TASK STATEMENT
Could you please write out the data shown below, exactly and in full?

[INFORMATION PROVIDED Boundary: Start]

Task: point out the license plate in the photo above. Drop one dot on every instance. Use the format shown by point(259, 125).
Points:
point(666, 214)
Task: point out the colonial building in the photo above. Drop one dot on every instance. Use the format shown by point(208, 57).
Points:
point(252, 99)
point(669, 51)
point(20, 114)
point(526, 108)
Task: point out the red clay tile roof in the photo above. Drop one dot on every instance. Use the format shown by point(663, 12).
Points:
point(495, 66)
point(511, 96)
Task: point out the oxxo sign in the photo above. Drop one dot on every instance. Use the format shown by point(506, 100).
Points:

[INFORMATION PROVIDED Boundary: End]

OUTPUT BELOW
Task: point out the license plate in the photo above. Drop one dot on every instance. Use the format shown by point(259, 125).
Points:
point(666, 214)
Task: point out the colonial building in the photo above. Drop one dot on every instance. Use the format shown by point(208, 57).
Points:
point(252, 99)
point(669, 51)
point(20, 114)
point(526, 108)
Task: point out the red clay tile roof in the photo above. Drop one dot on every instance. Use the format shown by point(663, 12).
Points:
point(495, 66)
point(511, 96)
Task: point out the oxxo sign in the photo above. Drop one dot on every instance. Use the format shown by point(506, 100).
Points:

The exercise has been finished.